◆ OBJECTIVE
Find every line in the entries below that contains the word "concrete" and copy each one out. Case counts.

** start INPUT **

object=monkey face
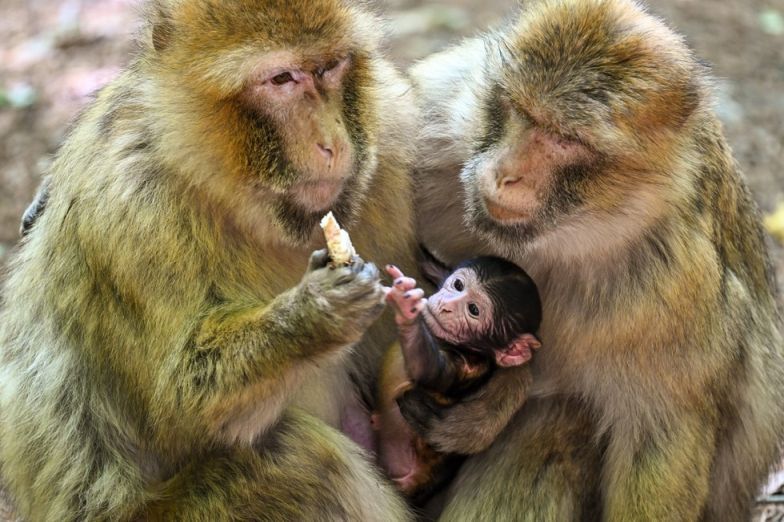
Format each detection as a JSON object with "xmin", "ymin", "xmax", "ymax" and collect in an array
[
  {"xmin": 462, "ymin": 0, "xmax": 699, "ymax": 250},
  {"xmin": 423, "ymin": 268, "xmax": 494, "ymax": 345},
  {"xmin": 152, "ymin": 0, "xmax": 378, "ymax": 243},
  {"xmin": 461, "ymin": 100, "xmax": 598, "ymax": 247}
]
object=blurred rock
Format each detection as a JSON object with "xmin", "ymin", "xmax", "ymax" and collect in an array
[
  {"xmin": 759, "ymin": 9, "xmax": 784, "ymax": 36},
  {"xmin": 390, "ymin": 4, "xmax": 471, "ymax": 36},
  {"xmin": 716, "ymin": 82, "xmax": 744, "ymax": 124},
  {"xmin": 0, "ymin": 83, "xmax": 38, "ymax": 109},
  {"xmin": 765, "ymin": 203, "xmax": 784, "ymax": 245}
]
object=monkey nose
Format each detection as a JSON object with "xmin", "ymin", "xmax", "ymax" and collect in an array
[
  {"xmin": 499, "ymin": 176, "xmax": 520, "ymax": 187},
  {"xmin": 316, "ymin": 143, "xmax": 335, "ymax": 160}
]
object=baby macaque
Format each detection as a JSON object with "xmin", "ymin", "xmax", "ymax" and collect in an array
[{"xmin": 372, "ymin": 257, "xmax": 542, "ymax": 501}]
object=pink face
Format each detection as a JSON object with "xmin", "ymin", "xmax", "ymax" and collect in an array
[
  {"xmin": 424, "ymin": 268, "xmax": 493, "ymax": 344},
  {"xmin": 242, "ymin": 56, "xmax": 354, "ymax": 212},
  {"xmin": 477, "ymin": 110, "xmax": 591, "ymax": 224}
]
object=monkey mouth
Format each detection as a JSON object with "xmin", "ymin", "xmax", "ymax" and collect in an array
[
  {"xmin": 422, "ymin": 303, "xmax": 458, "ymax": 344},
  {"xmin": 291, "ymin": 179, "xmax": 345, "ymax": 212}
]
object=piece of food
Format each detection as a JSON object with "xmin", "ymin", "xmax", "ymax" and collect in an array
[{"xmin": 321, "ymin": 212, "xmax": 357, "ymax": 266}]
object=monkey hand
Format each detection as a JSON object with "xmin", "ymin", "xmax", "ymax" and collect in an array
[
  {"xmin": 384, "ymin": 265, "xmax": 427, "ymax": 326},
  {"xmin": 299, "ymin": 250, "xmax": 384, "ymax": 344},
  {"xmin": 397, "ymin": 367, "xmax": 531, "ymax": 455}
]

** end INPUT **
** start INPUT **

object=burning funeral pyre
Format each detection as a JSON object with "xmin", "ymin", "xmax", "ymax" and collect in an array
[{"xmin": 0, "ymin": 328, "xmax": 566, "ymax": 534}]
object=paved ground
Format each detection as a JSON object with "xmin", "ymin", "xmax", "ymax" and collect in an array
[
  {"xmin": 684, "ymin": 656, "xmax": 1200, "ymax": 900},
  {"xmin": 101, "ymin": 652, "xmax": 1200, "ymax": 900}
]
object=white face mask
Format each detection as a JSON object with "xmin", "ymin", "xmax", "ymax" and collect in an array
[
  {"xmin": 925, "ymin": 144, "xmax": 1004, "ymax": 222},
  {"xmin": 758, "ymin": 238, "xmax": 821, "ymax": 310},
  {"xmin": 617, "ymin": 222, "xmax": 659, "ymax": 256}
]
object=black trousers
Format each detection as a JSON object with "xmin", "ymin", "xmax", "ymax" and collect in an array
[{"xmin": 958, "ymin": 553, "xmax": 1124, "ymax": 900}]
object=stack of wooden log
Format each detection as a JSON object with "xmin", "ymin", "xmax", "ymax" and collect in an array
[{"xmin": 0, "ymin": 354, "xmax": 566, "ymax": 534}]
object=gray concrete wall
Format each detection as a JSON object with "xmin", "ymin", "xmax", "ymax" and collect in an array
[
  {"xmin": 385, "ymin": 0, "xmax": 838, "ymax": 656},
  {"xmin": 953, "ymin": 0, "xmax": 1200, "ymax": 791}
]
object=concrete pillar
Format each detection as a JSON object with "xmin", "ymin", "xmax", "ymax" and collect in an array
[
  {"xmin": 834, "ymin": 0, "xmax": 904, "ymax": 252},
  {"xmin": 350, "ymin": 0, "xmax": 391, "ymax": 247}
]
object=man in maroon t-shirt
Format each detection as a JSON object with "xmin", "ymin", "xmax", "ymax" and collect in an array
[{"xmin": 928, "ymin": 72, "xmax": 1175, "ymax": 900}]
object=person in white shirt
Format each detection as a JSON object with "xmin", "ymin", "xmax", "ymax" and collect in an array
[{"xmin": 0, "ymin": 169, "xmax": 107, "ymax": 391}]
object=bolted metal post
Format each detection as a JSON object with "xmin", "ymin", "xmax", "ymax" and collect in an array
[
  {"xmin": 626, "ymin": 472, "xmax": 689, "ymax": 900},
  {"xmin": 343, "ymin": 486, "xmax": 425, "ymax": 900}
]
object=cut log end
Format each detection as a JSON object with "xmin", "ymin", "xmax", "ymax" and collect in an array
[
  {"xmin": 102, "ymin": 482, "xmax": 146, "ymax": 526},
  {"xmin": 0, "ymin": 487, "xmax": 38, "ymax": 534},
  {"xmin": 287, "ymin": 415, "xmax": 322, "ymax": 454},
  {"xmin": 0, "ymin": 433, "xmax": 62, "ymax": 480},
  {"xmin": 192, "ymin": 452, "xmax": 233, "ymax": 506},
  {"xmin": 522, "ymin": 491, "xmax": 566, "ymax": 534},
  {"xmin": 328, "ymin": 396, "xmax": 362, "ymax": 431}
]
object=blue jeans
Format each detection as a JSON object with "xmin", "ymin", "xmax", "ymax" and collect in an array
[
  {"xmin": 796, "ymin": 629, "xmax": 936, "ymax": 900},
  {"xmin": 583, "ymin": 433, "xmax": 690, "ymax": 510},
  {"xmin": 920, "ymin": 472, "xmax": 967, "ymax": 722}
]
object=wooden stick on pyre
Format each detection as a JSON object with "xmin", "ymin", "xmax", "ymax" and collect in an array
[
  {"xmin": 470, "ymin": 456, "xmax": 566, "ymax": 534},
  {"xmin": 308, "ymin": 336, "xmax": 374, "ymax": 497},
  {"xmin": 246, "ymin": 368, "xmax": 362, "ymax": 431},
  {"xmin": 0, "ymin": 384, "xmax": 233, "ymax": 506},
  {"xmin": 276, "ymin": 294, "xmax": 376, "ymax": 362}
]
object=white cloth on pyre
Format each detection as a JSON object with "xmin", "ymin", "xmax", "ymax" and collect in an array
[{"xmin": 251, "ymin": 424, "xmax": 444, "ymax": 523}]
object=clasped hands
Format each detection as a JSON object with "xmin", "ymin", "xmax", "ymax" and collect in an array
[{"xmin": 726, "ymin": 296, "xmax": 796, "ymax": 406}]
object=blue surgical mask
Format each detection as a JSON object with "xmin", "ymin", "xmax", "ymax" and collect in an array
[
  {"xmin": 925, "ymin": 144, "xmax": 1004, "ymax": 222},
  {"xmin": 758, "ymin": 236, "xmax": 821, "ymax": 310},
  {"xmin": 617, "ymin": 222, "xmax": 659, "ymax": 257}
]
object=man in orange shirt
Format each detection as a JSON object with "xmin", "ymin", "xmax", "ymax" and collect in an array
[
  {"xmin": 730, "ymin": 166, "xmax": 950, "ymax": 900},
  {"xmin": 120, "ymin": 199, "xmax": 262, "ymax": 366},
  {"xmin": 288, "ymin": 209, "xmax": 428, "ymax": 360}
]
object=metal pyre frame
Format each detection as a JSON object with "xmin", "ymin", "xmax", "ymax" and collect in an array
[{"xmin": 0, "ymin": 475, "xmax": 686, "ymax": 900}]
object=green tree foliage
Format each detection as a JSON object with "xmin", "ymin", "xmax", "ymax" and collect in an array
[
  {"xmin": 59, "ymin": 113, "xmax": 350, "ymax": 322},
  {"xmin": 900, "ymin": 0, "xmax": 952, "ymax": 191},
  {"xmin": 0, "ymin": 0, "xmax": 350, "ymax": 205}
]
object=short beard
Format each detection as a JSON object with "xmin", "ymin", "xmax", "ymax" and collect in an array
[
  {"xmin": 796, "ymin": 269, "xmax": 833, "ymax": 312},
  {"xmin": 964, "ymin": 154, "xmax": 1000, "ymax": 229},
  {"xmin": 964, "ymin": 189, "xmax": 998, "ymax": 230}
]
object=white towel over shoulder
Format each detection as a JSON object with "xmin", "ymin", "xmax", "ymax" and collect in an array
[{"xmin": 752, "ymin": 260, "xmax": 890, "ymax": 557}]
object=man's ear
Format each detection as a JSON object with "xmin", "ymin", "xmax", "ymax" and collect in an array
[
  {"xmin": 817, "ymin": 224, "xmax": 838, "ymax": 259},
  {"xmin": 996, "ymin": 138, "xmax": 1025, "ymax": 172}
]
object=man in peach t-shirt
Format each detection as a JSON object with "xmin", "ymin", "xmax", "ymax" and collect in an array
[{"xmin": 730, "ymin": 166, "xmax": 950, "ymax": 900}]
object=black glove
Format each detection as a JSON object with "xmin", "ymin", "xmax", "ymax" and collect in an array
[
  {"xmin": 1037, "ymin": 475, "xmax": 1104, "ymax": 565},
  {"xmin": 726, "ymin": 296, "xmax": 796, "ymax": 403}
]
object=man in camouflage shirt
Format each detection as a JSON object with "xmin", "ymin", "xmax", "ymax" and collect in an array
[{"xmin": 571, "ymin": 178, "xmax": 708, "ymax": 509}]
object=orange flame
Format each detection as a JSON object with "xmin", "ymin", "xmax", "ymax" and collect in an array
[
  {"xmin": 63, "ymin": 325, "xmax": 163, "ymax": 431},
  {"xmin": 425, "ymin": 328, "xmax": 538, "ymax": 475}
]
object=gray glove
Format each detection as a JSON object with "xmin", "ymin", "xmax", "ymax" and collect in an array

** end INPUT **

◆ THE SOLUTION
object=gray concrete wall
object=concrete pillar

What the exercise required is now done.